Task objective: From the material below, copy every line in which the word "photo" occurs.

Entries supplied:
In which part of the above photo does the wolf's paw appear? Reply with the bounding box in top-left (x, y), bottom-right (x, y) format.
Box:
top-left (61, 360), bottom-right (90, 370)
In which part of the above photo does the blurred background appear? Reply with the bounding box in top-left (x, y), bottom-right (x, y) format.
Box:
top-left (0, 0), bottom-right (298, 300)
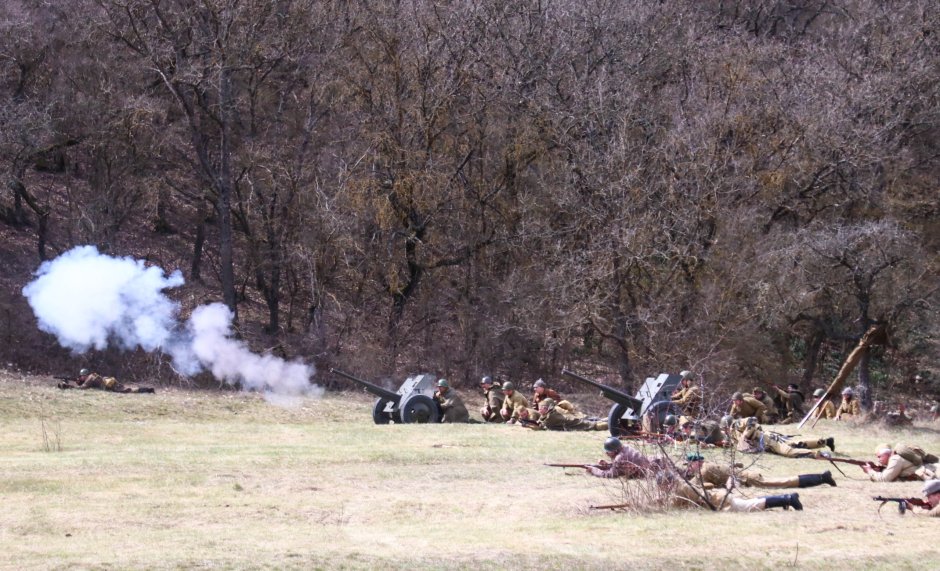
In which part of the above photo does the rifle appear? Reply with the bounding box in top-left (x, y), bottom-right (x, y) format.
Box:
top-left (815, 455), bottom-right (921, 481)
top-left (590, 503), bottom-right (630, 510)
top-left (517, 418), bottom-right (541, 429)
top-left (544, 462), bottom-right (604, 469)
top-left (872, 496), bottom-right (931, 514)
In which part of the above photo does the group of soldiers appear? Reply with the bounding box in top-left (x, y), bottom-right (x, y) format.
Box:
top-left (432, 375), bottom-right (609, 431)
top-left (726, 384), bottom-right (862, 424)
top-left (560, 370), bottom-right (940, 515)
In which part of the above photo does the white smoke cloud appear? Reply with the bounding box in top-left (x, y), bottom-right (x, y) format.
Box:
top-left (22, 245), bottom-right (321, 399)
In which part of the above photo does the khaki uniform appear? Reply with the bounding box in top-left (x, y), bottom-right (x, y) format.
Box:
top-left (813, 399), bottom-right (836, 420)
top-left (735, 421), bottom-right (826, 458)
top-left (73, 373), bottom-right (154, 393)
top-left (690, 420), bottom-right (725, 446)
top-left (671, 384), bottom-right (702, 419)
top-left (730, 396), bottom-right (766, 421)
top-left (500, 391), bottom-right (529, 422)
top-left (835, 397), bottom-right (860, 419)
top-left (771, 387), bottom-right (805, 423)
top-left (869, 444), bottom-right (938, 482)
top-left (929, 503), bottom-right (940, 518)
top-left (687, 462), bottom-right (801, 489)
top-left (588, 445), bottom-right (658, 479)
top-left (752, 393), bottom-right (778, 423)
top-left (669, 478), bottom-right (767, 512)
top-left (533, 388), bottom-right (576, 414)
top-left (537, 408), bottom-right (608, 432)
top-left (480, 386), bottom-right (505, 422)
top-left (434, 388), bottom-right (469, 423)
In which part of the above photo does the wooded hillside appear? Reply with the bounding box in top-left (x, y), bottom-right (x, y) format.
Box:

Result for this task:
In which part of the above photo does the wolf's paw appear? Reply with the bounding box in top-left (x, y), bottom-right (x, y) format.
In which part of the above photo does the blurred background appear? Reply with the bounding box in top-left (x, y), bottom-right (x, y) format.
In which part of the above photo does the rifle appear? Reply with the bounding box in top-left (x, y), bottom-right (x, y) format.
In which part of the above photo does the group of soldiers appear? Reply with the bounding box in top-left (x, y), bottom-right (x, y) format.
In which part of the above photo does the white smoke cloud appear? Reply with the bounding box in top-left (x, y), bottom-right (x, y) format.
In which part of the above photo does the khaki uniform appear? Reply with the bounding box in top-left (x, y), bottom-right (x, y) format.
In which part of the above photo does the wooded hillside appear? Reply with the bounding box in top-left (x, y), bottom-right (x, y) format.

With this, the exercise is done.